* [Written request a] In the burlesque post, what imprint did the author find on the old photograph?

* [Source passage]

++++++++++++++++++++

Musings & Meditations

This Was Seattle Burlesque: The Palace Hip

Posted in Art & Society, Sexuality and Culture, Travel by Pam Keesey on February 21, 2009

Cynthia and I decided we needed a little adventure. Nothing too far, nothing too expensive. So we hightailed it to Portland for the weekend to see what there is to be seen. She and I have both been through Portland, stopping long enough to perhaps eat something, but the chance to explore had escaped us both until now.

We stayed in a hostel in the northwest part of the city which was right near a bohemian arts and shopping area that we knew nothing about until the friendly staff at the pointed us in the right direction. And there we found such treasures!

Before I get too far ahead of myself, Cynthia and I both love burlesque, and we’ve both relished the resurgence of burlesque as an art form. So we were absolutely delighted to find vintage burlesque items in the nooks and crannies of different stores throughout the neighborhood.

One of the stores we stumbled upon was a little boutique full of vintage ephemera. “All things lovely and strange” it said on the sign outside the door, and we found it to be quite true. Upon entering, I spotted an old photograph propped up in a 1950s chair along with some other unrelated items. Very 1920s in style and quite worn, the photograph was of a woman — yes, a dancer — in a faux Chinese sleeveless jacket with unattached kimono-style sleeves, holding a large Chinese style fan above her head. Posed beautifully, it was quite clear that she was one of the star attractions of a long forgotten show.

“How much for this photograph,” I asked one of the clerks.

“Both items go together,” he said. “I can’t sell them separately.”

“Both items?” I asked.

“The fabric on the chair,” he said. “It’s the jacket she’s wearing in the photograph.”

I picked up the fabric and unfolded it. Torn in places, quite threadbare in others, it was most certainly the very same jacket she was wearing. There were a few other delightful items — a 1964 paperback entitled The History of Burlesque which I found propped up next to a statue of the Pope, and a July 1951 issue of Eve: The Woman’s Magazine for Men, part cheesecake, part women’s fashion and feminine culture, but distinctly targeting a male audience. But it was really the photograph with the matching burlesque costume that was the exceptional find.

In looking more closely, I saw the imprint “Anderson/Seattle.” This photograph had been taken in Seattle. I asked the clerk what she knew. “The owner went to a big sale in Seattle back in the 80s. They were tearing down a theater, and she bought lots, brought them back to Portland, and bit by bit has been offering pieces for sale.” I asked her the name of the theater. “The Palace Hip.”

++++++++++++++++++++

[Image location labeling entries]
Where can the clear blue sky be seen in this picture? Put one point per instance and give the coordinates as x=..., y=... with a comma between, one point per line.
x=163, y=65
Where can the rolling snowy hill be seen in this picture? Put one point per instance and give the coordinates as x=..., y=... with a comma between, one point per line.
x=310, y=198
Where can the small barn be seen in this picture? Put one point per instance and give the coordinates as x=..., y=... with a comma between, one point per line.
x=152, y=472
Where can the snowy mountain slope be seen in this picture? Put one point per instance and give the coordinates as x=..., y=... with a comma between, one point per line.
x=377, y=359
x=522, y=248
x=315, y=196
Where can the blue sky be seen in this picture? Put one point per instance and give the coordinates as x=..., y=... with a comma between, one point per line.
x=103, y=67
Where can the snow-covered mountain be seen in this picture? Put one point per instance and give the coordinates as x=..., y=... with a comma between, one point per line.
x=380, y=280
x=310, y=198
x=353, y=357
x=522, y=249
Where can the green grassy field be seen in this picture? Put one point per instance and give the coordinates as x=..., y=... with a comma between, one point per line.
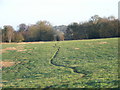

++++++++++++++++++++

* [Written request b] Rewrite the records from their first line through the line with "x=152, y=472", substituting "red farmhouse" for "small barn" and leaving everything else unchanged.

* [Exercise output a] The imprint read "Anderson/Seattle."

* [Exercise output b]
Where can the clear blue sky be seen in this picture? Put one point per instance and give the coordinates as x=..., y=... with a comma between, one point per line.
x=163, y=65
Where can the rolling snowy hill be seen in this picture? Put one point per instance and give the coordinates as x=..., y=... with a comma between, one point per line.
x=310, y=198
Where can the red farmhouse be seen in this picture? Put one point per instance and give the coordinates as x=..., y=... with a comma between, one point per line.
x=152, y=472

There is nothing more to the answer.